***** Extracted records

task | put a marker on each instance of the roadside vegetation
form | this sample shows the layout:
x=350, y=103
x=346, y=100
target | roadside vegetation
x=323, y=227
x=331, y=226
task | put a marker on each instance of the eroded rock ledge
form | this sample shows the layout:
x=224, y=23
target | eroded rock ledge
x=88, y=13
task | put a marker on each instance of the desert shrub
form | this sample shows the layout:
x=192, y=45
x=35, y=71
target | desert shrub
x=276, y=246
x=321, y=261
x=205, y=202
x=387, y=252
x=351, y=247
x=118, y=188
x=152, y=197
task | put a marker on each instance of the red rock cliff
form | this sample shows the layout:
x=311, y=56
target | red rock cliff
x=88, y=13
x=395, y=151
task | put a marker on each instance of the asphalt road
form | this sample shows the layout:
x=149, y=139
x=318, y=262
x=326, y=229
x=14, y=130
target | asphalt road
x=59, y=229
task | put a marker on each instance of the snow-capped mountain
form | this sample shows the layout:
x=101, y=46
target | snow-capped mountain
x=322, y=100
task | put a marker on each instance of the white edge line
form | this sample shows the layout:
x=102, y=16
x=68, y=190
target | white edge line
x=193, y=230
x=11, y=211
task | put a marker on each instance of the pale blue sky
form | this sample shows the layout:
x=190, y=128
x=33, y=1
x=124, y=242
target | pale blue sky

**********

_Prompt_
Using the listing above, retype each line exactly.

_Result below_
task | put a marker on each instance of the roadside vegetation
form | this sample shows the layout:
x=350, y=103
x=346, y=100
target | roadside vegetation
x=323, y=227
x=331, y=226
task | put a marker on each instance of the eroded rock ledge
form | this sample shows the layout:
x=224, y=23
target | eroded rock ledge
x=88, y=13
task | put a marker on each instance of the desert shrub
form | this sample shows the layout:
x=192, y=45
x=35, y=71
target | desert shrub
x=276, y=246
x=321, y=261
x=205, y=202
x=387, y=252
x=351, y=247
x=118, y=188
x=152, y=197
task | put a marker on each instance of the red rock cliff
form | this sample shows the layout:
x=311, y=56
target | red rock cliff
x=88, y=13
x=395, y=151
task | put a marker on each instance of the asphalt road
form | this sample shows the layout:
x=149, y=139
x=318, y=262
x=326, y=229
x=14, y=130
target | asphalt road
x=59, y=229
task | put a marker on each instance of the snow-capped mountain
form | this sample shows the layout:
x=101, y=46
target | snow-capped mountain
x=322, y=100
task | put a marker on each instance of the white edge line
form | this sample shows the layout:
x=102, y=16
x=68, y=190
target | white edge line
x=193, y=230
x=11, y=211
task | put a marker on each instance of the pale blue sky
form | this sample shows the layout:
x=190, y=128
x=33, y=1
x=124, y=242
target | pale blue sky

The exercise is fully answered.